SOURCE:
The bill combines familiar IRA mechanics with housing‑specific rules, but that hybrid raises implementation and behavioral questions. Pegging the account balance cap to 20% of a Treasury‑published national average single‑family home price introduces a politically and technically sensitive formula.
Treasury must estimate and publish a nationwide price each year; the methodology and timing (published December 31 for the next calendar year) may create lags or distortions versus local market conditions, and it will drive allowable balances irrespective of local affordability realities. That design protects the fiscal exposure of the tax expenditure but risks under‑ or over‑targeting by geographic market.
The 3‑year ‘no present ownership interest’ test is administrable in many cases but invites edge cases: recent inheritances, ownership through trusts, partial interests, or short ownership windows could complicate eligibility determinations. The bill relies on trustees and taxpayers to self‑certify facts that may be hard to verify without data‑matching authority.
Similarly, the reference to section 143(k)(4) for qualifying improvements (but without the dollar cap) raises questions about scope — are large remodeling projects treated the same as modest repairs? Treasury rulemaking will be needed to define acceptable improvements and to prevent gaming.
Finally, the MAGI‑style phase‑down, the separate spousal contribution rule, and interaction with other housing subsidies (first‑time buyer credits, state programs) amplify compliance complexity. Account providers, tax preparers, and the IRS will need new forms and information reporting lines to track contributions, balances relative to a national cap, and distributions used for qualifying purchases — all without explicit staffing or funding changes in the statute.
Those gaps leave open the risk of taxpayer errors, administrative delay, or uneven enforcement.

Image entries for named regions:
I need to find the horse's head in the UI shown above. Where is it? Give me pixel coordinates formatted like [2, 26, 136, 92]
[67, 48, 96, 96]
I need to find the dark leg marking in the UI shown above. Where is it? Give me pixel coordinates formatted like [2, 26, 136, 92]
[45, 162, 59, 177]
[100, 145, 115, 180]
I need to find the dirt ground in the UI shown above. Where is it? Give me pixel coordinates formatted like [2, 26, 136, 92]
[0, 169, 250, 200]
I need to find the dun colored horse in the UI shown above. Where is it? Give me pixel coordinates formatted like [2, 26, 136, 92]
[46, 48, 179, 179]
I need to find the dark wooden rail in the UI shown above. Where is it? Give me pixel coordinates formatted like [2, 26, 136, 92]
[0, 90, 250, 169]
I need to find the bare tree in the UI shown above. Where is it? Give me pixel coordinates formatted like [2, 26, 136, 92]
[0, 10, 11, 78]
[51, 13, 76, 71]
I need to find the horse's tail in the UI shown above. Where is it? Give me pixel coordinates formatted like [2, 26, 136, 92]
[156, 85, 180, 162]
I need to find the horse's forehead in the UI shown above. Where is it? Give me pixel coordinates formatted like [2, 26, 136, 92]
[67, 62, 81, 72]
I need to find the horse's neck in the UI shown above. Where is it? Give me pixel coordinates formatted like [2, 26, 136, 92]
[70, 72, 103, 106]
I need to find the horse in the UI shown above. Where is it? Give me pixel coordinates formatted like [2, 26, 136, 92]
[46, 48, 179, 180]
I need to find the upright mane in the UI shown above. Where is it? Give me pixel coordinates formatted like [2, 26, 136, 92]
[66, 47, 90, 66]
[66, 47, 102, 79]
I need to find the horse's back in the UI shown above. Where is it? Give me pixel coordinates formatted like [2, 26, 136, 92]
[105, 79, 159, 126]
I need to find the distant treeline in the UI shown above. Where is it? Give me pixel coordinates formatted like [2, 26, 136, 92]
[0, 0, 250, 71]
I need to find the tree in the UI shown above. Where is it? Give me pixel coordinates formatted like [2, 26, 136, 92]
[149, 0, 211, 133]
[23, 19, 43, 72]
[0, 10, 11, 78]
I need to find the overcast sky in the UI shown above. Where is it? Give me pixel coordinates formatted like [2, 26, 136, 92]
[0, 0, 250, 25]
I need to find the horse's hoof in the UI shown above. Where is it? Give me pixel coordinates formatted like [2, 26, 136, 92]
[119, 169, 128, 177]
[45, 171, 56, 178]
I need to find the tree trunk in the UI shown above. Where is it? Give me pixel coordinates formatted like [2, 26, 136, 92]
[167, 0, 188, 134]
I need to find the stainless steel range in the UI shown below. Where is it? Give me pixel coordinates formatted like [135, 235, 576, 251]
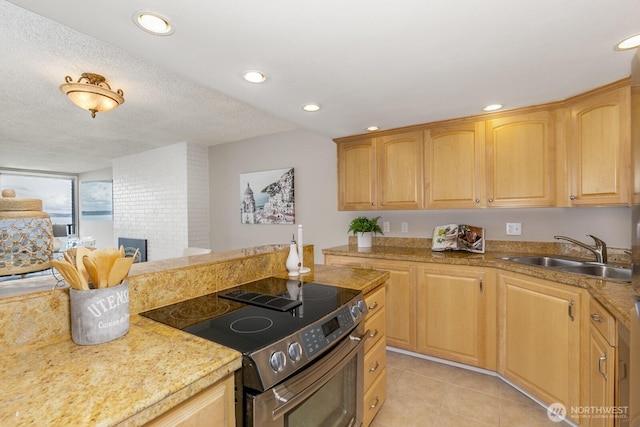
[141, 278, 367, 427]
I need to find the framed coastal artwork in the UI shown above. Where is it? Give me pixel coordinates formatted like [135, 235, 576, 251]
[80, 181, 113, 221]
[240, 168, 296, 224]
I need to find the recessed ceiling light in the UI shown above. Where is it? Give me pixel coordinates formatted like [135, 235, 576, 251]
[133, 12, 174, 36]
[302, 104, 320, 113]
[483, 104, 502, 111]
[614, 34, 640, 50]
[242, 70, 267, 83]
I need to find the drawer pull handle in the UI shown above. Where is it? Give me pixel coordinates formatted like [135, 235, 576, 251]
[598, 353, 607, 381]
[567, 298, 576, 322]
[369, 396, 380, 409]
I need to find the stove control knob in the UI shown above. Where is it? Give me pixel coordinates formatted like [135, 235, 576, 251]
[358, 299, 367, 313]
[269, 351, 287, 372]
[287, 342, 302, 362]
[351, 305, 360, 319]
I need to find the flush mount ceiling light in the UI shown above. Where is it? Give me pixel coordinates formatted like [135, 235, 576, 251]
[482, 104, 502, 111]
[242, 70, 267, 83]
[614, 34, 640, 50]
[60, 73, 124, 118]
[302, 104, 320, 113]
[133, 12, 174, 36]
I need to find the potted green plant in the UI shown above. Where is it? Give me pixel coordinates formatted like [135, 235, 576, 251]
[349, 216, 384, 248]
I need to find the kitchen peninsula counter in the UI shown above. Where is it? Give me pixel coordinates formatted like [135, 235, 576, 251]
[322, 242, 640, 328]
[0, 316, 241, 426]
[0, 253, 389, 426]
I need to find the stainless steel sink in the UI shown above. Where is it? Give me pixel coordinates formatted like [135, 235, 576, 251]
[502, 256, 631, 282]
[502, 256, 584, 267]
[558, 264, 631, 282]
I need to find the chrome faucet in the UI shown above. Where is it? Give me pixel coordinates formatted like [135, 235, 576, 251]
[553, 234, 607, 264]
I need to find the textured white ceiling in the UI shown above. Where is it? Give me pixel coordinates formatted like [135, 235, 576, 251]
[0, 0, 640, 172]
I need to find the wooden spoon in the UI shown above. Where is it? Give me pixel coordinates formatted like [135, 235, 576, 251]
[83, 248, 120, 288]
[107, 258, 134, 286]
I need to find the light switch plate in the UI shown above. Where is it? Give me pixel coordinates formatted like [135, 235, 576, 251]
[507, 222, 522, 236]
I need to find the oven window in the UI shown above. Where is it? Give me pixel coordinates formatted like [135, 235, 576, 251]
[285, 357, 358, 427]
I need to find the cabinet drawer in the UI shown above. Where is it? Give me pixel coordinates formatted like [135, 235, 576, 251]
[364, 311, 386, 353]
[363, 369, 387, 427]
[589, 298, 616, 347]
[364, 340, 387, 391]
[364, 284, 386, 319]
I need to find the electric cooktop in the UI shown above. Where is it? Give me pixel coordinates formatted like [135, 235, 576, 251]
[140, 277, 360, 353]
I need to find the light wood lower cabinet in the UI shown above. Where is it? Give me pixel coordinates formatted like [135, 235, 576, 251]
[579, 298, 618, 427]
[363, 285, 387, 427]
[498, 273, 588, 422]
[367, 260, 417, 351]
[146, 374, 236, 427]
[415, 264, 496, 369]
[324, 255, 417, 351]
[325, 256, 626, 427]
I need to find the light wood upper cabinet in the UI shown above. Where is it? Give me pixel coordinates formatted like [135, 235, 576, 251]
[498, 273, 586, 420]
[416, 265, 496, 369]
[425, 110, 555, 209]
[486, 111, 556, 207]
[425, 121, 485, 209]
[337, 131, 423, 210]
[338, 138, 377, 211]
[564, 86, 633, 206]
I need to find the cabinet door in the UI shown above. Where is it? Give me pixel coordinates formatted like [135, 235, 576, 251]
[368, 261, 416, 351]
[486, 111, 555, 207]
[146, 375, 236, 427]
[567, 87, 632, 206]
[498, 273, 582, 416]
[580, 325, 617, 427]
[416, 266, 495, 367]
[376, 131, 423, 209]
[425, 122, 486, 209]
[338, 138, 376, 210]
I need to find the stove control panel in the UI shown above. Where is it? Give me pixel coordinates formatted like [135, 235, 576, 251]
[244, 295, 368, 390]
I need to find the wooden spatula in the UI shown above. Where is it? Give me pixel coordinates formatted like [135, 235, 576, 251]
[82, 255, 102, 289]
[108, 258, 133, 286]
[51, 259, 89, 291]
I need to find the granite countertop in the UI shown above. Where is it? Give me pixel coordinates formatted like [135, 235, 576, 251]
[0, 315, 241, 426]
[0, 260, 389, 426]
[322, 243, 640, 328]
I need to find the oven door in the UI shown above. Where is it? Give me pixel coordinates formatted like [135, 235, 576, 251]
[245, 331, 367, 427]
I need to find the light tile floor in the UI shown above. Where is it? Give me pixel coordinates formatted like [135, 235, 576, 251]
[371, 351, 568, 427]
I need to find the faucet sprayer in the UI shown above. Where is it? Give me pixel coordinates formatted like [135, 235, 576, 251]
[553, 234, 607, 264]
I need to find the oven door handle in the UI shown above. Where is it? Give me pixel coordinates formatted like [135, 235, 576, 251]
[272, 330, 369, 419]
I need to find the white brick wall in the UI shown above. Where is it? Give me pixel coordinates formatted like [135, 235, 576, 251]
[187, 144, 211, 248]
[113, 143, 209, 261]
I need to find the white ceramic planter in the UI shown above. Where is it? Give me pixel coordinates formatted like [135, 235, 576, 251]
[358, 231, 373, 248]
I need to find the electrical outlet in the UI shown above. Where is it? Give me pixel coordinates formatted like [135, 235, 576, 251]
[507, 222, 522, 236]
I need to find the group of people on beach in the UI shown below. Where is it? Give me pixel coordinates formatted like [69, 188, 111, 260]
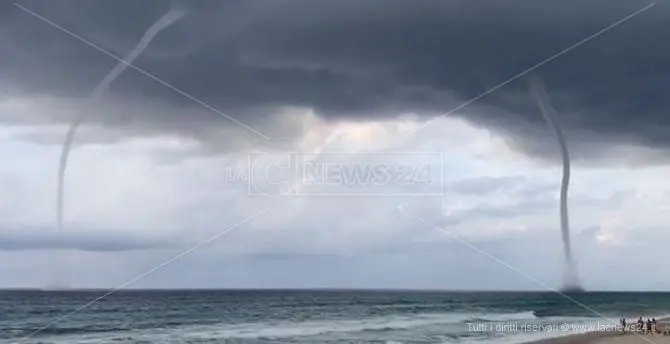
[620, 317, 661, 333]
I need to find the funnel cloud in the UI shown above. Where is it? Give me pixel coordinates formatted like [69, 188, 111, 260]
[530, 78, 581, 291]
[56, 8, 186, 288]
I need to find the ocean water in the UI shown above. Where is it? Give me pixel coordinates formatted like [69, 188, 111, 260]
[0, 290, 670, 344]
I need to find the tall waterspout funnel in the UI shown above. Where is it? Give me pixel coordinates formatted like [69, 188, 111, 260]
[530, 78, 583, 292]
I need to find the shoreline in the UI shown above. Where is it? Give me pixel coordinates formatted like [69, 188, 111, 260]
[522, 318, 670, 344]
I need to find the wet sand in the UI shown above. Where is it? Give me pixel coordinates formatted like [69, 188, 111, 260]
[529, 318, 670, 344]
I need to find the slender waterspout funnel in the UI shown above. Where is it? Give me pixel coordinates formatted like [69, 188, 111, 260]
[54, 7, 186, 288]
[530, 78, 583, 291]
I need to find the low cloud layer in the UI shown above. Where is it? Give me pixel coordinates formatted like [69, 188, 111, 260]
[0, 0, 670, 163]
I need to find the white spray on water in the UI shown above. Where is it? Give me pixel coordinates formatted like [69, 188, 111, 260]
[530, 79, 582, 291]
[56, 8, 187, 284]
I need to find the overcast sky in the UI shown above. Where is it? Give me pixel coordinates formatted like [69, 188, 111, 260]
[0, 0, 670, 290]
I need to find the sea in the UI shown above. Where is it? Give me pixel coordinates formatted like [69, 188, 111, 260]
[0, 290, 670, 344]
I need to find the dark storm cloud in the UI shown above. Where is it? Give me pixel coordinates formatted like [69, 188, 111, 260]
[0, 0, 670, 158]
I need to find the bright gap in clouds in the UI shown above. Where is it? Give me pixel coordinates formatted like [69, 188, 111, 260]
[0, 105, 670, 288]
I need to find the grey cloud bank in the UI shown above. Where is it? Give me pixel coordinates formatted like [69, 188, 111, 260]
[0, 0, 670, 162]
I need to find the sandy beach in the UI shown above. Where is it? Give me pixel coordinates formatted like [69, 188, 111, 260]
[528, 318, 670, 344]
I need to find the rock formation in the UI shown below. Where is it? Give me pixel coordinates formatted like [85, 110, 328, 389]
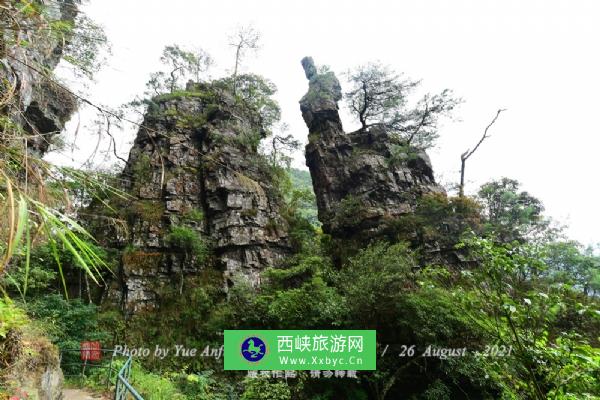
[0, 0, 77, 154]
[98, 83, 290, 311]
[300, 57, 444, 248]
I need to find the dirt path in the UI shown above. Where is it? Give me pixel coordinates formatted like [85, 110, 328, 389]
[63, 389, 106, 400]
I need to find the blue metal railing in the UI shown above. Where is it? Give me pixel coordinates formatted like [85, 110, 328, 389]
[115, 357, 144, 400]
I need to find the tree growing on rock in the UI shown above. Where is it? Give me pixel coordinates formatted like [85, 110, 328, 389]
[344, 63, 460, 149]
[146, 44, 213, 95]
[229, 26, 260, 94]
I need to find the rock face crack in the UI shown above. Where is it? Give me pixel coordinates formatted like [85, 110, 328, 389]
[95, 84, 291, 312]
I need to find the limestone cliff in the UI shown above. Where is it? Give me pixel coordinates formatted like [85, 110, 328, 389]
[300, 57, 444, 247]
[99, 80, 290, 311]
[0, 0, 77, 154]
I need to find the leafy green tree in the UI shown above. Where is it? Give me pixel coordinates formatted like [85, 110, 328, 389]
[478, 178, 556, 243]
[344, 63, 460, 149]
[454, 238, 600, 400]
[544, 241, 600, 295]
[240, 378, 292, 400]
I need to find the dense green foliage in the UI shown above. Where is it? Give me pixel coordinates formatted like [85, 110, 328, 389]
[0, 1, 600, 400]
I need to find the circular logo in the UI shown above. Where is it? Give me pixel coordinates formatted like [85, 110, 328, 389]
[241, 336, 267, 362]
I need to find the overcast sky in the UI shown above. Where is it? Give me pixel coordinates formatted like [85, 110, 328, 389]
[53, 0, 600, 244]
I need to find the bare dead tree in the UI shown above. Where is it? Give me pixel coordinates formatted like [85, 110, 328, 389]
[458, 108, 506, 197]
[229, 26, 260, 94]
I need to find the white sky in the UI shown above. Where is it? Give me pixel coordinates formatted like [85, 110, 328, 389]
[53, 0, 600, 244]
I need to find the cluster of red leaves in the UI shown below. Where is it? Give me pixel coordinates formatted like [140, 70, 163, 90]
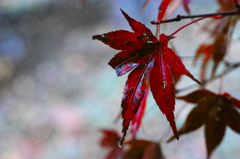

GIVEN PROBLEM 1:
Answer these from the bill analysis:
(a) What percentage of the national average single-family home price sets the account balance cap?
(b) On what date does Treasury publish the nationwide price for the next calendar year?
(c) Which section does the bill reference for qualifying improvements?
GIVEN PROBLEM 2: Please retype the part of the bill analysis that begins at the words "Finally, the MAGI‑style" and stops after "in the statute.".
Use only the bill analysis, not the items.

COMPLETE RESPONSE 1:
(a) 20%
(b) December 31
(c) Section 143(k)(4)

COMPLETE RESPONSE 2:
Finally, the MAGI‑style phase‑down, the separate spousal contribution rule, and interaction with other housing subsidies (first‑time buyer credits, state programs) amplify compliance complexity. Account providers, tax preparers, and the IRS will need new forms and information reporting lines to track contributions, balances relative to a national cap, and distributions used for qualifying purchases — all without explicit staffing or funding changes in the statute.